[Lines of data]

/---

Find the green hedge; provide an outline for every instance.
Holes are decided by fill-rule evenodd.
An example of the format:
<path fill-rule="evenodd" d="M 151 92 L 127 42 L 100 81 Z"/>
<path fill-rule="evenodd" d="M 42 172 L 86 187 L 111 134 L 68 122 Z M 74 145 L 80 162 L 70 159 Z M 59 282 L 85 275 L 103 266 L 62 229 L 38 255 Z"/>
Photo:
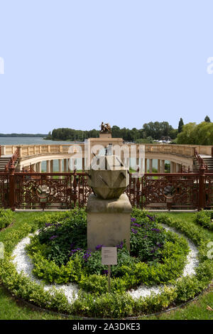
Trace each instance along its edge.
<path fill-rule="evenodd" d="M 53 218 L 53 217 L 52 217 Z M 11 254 L 16 244 L 28 233 L 38 228 L 38 220 L 31 224 L 23 222 L 18 229 L 12 226 L 0 233 L 0 241 L 5 244 L 6 256 L 0 260 L 0 277 L 2 283 L 18 297 L 40 307 L 82 316 L 98 318 L 124 318 L 136 316 L 165 310 L 194 298 L 206 288 L 213 277 L 212 261 L 207 257 L 207 244 L 210 241 L 201 228 L 189 222 L 182 222 L 165 215 L 158 221 L 175 227 L 190 238 L 200 250 L 200 264 L 196 274 L 180 278 L 173 282 L 172 287 L 165 286 L 162 293 L 150 297 L 133 299 L 127 293 L 102 293 L 94 296 L 80 291 L 77 299 L 70 304 L 63 293 L 46 291 L 43 285 L 32 282 L 23 274 L 19 274 L 11 262 Z"/>
<path fill-rule="evenodd" d="M 201 210 L 196 214 L 195 221 L 213 231 L 213 210 Z"/>
<path fill-rule="evenodd" d="M 14 212 L 11 210 L 0 209 L 0 230 L 6 227 L 14 220 Z"/>
<path fill-rule="evenodd" d="M 57 223 L 55 222 L 51 226 L 48 226 L 48 223 L 46 222 L 46 217 L 43 221 L 40 220 L 39 235 L 33 237 L 31 244 L 26 247 L 28 254 L 34 264 L 33 273 L 37 278 L 43 279 L 46 284 L 60 284 L 70 281 L 76 282 L 80 289 L 87 292 L 100 295 L 106 293 L 108 287 L 107 276 L 105 274 L 101 274 L 102 270 L 107 269 L 107 266 L 102 265 L 100 249 L 92 252 L 86 262 L 83 259 L 85 251 L 82 249 L 78 250 L 75 255 L 70 257 L 67 263 L 62 265 L 56 262 L 55 260 L 58 259 L 55 254 L 53 260 L 50 260 L 49 257 L 50 254 L 52 256 L 53 251 L 55 252 L 55 249 L 57 249 L 57 257 L 59 257 L 60 259 L 60 249 L 62 248 L 64 252 L 64 245 L 67 242 L 65 238 L 67 238 L 68 235 L 68 232 L 65 233 L 65 232 L 67 230 L 72 231 L 74 225 L 74 235 L 78 235 L 77 227 L 80 227 L 80 232 L 82 232 L 82 226 L 84 227 L 86 222 L 83 222 L 83 223 L 80 222 L 80 217 L 84 220 L 84 212 L 82 210 L 80 210 L 78 215 L 76 210 L 74 210 L 73 212 L 74 215 L 70 215 L 69 220 L 62 220 L 64 219 L 62 217 L 62 220 L 58 219 Z M 146 244 L 147 247 L 151 247 L 153 249 L 153 244 L 155 244 L 156 242 L 160 242 L 163 240 L 164 241 L 163 247 L 155 253 L 160 257 L 159 259 L 156 258 L 156 259 L 149 261 L 148 263 L 141 262 L 139 258 L 130 257 L 129 252 L 125 247 L 123 247 L 121 249 L 118 249 L 118 264 L 111 268 L 112 292 L 124 293 L 128 289 L 136 288 L 141 283 L 148 286 L 172 282 L 182 273 L 189 252 L 187 242 L 182 237 L 178 236 L 175 233 L 170 231 L 165 231 L 156 224 L 154 218 L 151 217 L 153 220 L 150 220 L 144 212 L 135 209 L 133 211 L 133 215 L 134 216 L 134 222 L 132 222 L 132 226 L 134 227 L 133 231 L 137 232 L 136 234 L 131 232 L 131 244 L 133 255 L 137 256 L 138 252 L 136 250 L 138 249 L 138 242 L 139 249 L 140 247 L 142 247 L 143 243 L 147 242 L 148 238 L 144 239 L 144 234 L 149 233 L 148 235 L 151 238 L 153 237 L 154 241 L 154 243 L 148 241 Z M 139 225 L 139 222 L 142 222 L 142 225 L 144 226 L 143 229 L 141 227 L 141 225 Z M 43 226 L 44 224 L 45 226 Z M 148 226 L 149 226 L 149 230 Z M 85 227 L 84 230 L 86 235 L 87 228 Z M 55 243 L 55 240 L 50 241 L 51 239 L 50 237 L 53 234 L 54 235 L 57 234 L 58 236 L 56 239 L 57 244 Z M 81 235 L 82 233 L 80 234 Z M 64 235 L 65 235 L 65 237 Z M 81 236 L 80 237 L 82 238 Z M 72 238 L 72 235 L 70 236 L 70 238 Z M 70 240 L 69 238 L 68 239 Z M 75 239 L 76 242 L 76 237 Z M 141 242 L 142 245 L 140 246 Z M 77 242 L 80 244 L 79 241 Z M 84 240 L 82 244 L 84 244 Z M 134 251 L 134 249 L 136 250 Z M 148 256 L 149 252 L 146 252 L 146 254 Z"/>

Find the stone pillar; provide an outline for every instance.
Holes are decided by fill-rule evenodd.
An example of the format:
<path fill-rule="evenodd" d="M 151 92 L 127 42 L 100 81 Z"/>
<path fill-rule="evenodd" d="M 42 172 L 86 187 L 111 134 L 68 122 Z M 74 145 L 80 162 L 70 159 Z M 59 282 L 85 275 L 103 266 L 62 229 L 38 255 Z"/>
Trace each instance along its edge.
<path fill-rule="evenodd" d="M 139 167 L 139 158 L 136 158 L 137 168 Z"/>
<path fill-rule="evenodd" d="M 170 173 L 173 173 L 173 163 L 170 161 Z"/>
<path fill-rule="evenodd" d="M 71 171 L 71 159 L 69 158 L 69 159 L 67 159 L 67 171 L 68 171 L 68 173 L 70 173 Z"/>
<path fill-rule="evenodd" d="M 32 171 L 35 171 L 35 169 L 36 169 L 36 164 L 35 164 L 35 163 L 33 163 L 33 164 L 31 165 L 31 169 Z"/>
<path fill-rule="evenodd" d="M 36 163 L 36 171 L 37 173 L 41 173 L 41 162 Z"/>
<path fill-rule="evenodd" d="M 177 163 L 176 173 L 180 173 L 180 172 L 181 172 L 181 164 Z"/>
<path fill-rule="evenodd" d="M 158 173 L 160 173 L 160 160 L 158 159 Z"/>
<path fill-rule="evenodd" d="M 67 173 L 67 159 L 64 159 L 64 173 Z"/>
<path fill-rule="evenodd" d="M 62 159 L 58 159 L 58 171 L 59 173 L 62 173 Z"/>
<path fill-rule="evenodd" d="M 46 171 L 47 171 L 47 173 L 50 172 L 50 160 L 46 161 Z"/>
<path fill-rule="evenodd" d="M 131 205 L 126 194 L 112 200 L 90 194 L 86 211 L 87 249 L 94 251 L 98 244 L 116 247 L 125 239 L 130 250 Z"/>
<path fill-rule="evenodd" d="M 153 159 L 148 161 L 148 170 L 149 173 L 153 173 Z"/>
<path fill-rule="evenodd" d="M 53 173 L 53 161 L 54 160 L 50 160 L 50 173 Z"/>
<path fill-rule="evenodd" d="M 160 161 L 160 173 L 165 173 L 165 160 Z"/>
<path fill-rule="evenodd" d="M 176 173 L 176 163 L 170 161 L 170 173 Z"/>

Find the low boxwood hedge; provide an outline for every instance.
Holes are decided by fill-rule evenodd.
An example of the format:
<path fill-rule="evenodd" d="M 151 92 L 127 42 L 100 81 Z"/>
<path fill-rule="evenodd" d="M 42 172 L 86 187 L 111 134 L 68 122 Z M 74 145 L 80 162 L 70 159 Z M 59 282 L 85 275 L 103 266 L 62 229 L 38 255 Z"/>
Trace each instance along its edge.
<path fill-rule="evenodd" d="M 186 262 L 189 248 L 185 238 L 166 232 L 144 212 L 134 210 L 133 215 L 131 256 L 121 242 L 117 245 L 118 264 L 111 267 L 112 292 L 124 293 L 141 282 L 170 283 L 181 275 Z M 100 295 L 107 291 L 107 266 L 102 264 L 102 245 L 93 252 L 86 249 L 84 219 L 85 212 L 81 210 L 65 220 L 53 223 L 43 220 L 43 226 L 40 222 L 39 234 L 32 238 L 27 249 L 34 264 L 33 273 L 45 283 L 76 282 L 80 289 Z M 83 246 L 84 249 L 79 248 Z"/>
<path fill-rule="evenodd" d="M 201 210 L 196 214 L 195 221 L 213 231 L 213 210 Z"/>
<path fill-rule="evenodd" d="M 11 210 L 0 209 L 0 230 L 6 227 L 14 220 L 14 212 Z"/>
<path fill-rule="evenodd" d="M 142 212 L 143 214 L 144 212 Z M 69 215 L 70 213 L 63 213 Z M 147 214 L 147 212 L 146 212 Z M 52 215 L 46 215 L 47 220 L 55 221 Z M 182 231 L 198 247 L 200 264 L 196 274 L 192 276 L 180 278 L 173 282 L 172 286 L 165 286 L 162 292 L 149 297 L 134 299 L 127 292 L 107 292 L 99 296 L 87 293 L 82 290 L 78 298 L 69 303 L 62 291 L 45 291 L 43 284 L 33 282 L 23 274 L 18 274 L 15 265 L 11 262 L 11 253 L 17 243 L 30 232 L 39 227 L 39 220 L 12 226 L 0 233 L 0 241 L 5 245 L 5 257 L 0 259 L 0 277 L 1 282 L 18 297 L 36 305 L 58 311 L 61 313 L 75 314 L 87 317 L 123 318 L 163 311 L 170 306 L 177 305 L 194 298 L 206 288 L 213 277 L 212 261 L 208 259 L 207 244 L 210 241 L 203 233 L 202 228 L 195 224 L 170 218 L 168 215 L 157 217 L 158 222 L 163 222 Z"/>

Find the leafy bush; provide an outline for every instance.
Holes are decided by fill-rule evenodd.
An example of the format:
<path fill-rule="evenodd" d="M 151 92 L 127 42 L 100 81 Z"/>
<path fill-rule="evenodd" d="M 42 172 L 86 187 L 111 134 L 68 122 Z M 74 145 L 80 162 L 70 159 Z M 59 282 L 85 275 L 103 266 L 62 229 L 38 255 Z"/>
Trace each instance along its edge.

\---

**PROBLEM STATEMENT:** Please rewrite the material from the line containing "Find the low" through the line containing "186 262 L 189" as a two-column CSV with the headers input and output, one row pairing each text with its answer. Put each field in quotation marks and replace its line breaks with spaces.

**WRITTEN SOLUTION:**
input,output
"Find the low boxwood hedge; provide an outline for every instance. Holes are decided by fill-rule evenodd. An example of the format: <path fill-rule=""evenodd"" d=""M 151 92 L 127 42 L 100 81 Z""/> <path fill-rule=""evenodd"" d=""M 42 172 L 86 187 L 111 134 L 68 122 Z M 74 145 L 80 162 L 70 159 Z M 59 282 L 85 275 L 103 266 L 62 229 L 38 255 Z""/> Trace each instance along its edge.","<path fill-rule=""evenodd"" d=""M 186 262 L 189 248 L 185 238 L 166 232 L 144 212 L 134 210 L 133 215 L 131 256 L 121 242 L 117 245 L 118 264 L 111 267 L 112 292 L 124 293 L 141 282 L 170 283 L 181 275 Z M 100 295 L 107 291 L 107 266 L 102 264 L 102 245 L 93 252 L 86 249 L 84 219 L 85 212 L 81 210 L 65 220 L 53 223 L 43 220 L 43 226 L 40 222 L 39 234 L 32 238 L 27 249 L 34 264 L 33 273 L 45 283 L 76 282 L 80 289 Z M 83 246 L 84 249 L 79 248 Z""/>"